◆ SUPPLIED ENTRIES ◆

========

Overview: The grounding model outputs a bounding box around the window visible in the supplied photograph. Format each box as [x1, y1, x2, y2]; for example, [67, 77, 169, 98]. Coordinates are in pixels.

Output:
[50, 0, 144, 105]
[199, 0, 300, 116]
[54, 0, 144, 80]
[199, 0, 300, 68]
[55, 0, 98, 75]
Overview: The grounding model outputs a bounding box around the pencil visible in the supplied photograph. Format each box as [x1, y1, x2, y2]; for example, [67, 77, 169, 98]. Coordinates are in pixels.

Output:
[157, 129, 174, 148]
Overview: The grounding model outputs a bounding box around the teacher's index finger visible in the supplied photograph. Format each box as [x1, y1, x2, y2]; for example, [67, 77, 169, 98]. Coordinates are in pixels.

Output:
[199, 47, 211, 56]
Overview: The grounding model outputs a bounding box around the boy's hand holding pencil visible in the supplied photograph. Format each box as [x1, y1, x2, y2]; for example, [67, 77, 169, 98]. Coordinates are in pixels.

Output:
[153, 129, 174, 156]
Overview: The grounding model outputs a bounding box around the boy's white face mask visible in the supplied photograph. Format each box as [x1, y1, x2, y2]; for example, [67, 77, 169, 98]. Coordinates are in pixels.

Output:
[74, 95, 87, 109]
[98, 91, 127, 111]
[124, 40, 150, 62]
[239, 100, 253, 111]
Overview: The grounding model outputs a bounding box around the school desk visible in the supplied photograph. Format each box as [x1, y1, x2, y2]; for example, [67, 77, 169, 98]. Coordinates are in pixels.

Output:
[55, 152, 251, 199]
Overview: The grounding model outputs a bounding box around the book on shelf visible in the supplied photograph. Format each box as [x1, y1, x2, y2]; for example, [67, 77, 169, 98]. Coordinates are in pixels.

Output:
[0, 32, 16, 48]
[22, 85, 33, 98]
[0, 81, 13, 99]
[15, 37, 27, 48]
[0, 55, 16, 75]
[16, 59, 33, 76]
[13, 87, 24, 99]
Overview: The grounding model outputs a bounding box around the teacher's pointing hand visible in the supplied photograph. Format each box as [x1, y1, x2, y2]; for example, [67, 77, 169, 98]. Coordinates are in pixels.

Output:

========

◆ WRITTEN PROBLEM ◆
Rewrite all the items above, replacing "grounding model" with "detection model" wherever it appears and leaving everything else unchanged.

◆ RESPONSE BELOW ◆
Overview: The detection model outputs a bounding box around the window visible in the supplied photograph. Format each box as [x1, y1, x2, y2]; for example, [67, 77, 169, 98]. Coordinates are in pixels.

Output:
[50, 0, 144, 105]
[199, 0, 300, 116]
[54, 0, 144, 80]
[199, 0, 300, 68]
[55, 0, 98, 75]
Overview: The detection model outputs a bounding box around the pencil visible in the supplied photograph. Format each box as [x1, y1, x2, y2]; for example, [67, 77, 169, 98]. Coordinates are in pixels.

Output:
[157, 129, 174, 148]
Overview: The detection model outputs a bounding box around the teacher's index finger visible in the supplied photograph. Format each box as [x1, y1, x2, y2]; for example, [67, 77, 169, 98]. Coordinates are in pixels.

Output:
[199, 47, 211, 56]
Overview: The detection model outputs a bounding box around the boy's hand holding pencil visible in the supplied photograph. Format each box as [x1, y1, x2, y2]; for example, [67, 77, 169, 98]. Coordinates are in pixels.

Output:
[153, 129, 174, 156]
Overview: The detection model outputs a bounding box around the boy's white face mask visible in the supplied photograph. Format each box as [x1, y1, x2, y2]; for example, [67, 77, 169, 98]. Coordinates are in pixels.

Output:
[74, 95, 87, 109]
[98, 91, 127, 111]
[124, 40, 150, 62]
[239, 100, 253, 111]
Overview: The detection model outputs a bounding box around the school desk visible in the supplied photograph. Format each box as [x1, y1, x2, y2]; for example, [67, 77, 169, 98]. Coordinates are in pixels.

Output:
[55, 152, 251, 199]
Overview: The detection model outputs a bounding box around the book on shelf visible in the supplied photograph. Format each box as [x1, y1, x2, y2]; for example, [67, 77, 169, 98]. Coordinates are in pixels.

Output:
[0, 32, 16, 48]
[22, 85, 33, 98]
[0, 81, 13, 99]
[15, 37, 27, 48]
[0, 55, 16, 75]
[16, 59, 33, 76]
[13, 87, 24, 99]
Overview: The detection model outputs a bounding box around the teacher's pointing hand visible in the supplied photograph. Format each box as [x1, y1, x2, y2]; for example, [67, 77, 169, 98]. Coordinates are in pixels.

Output:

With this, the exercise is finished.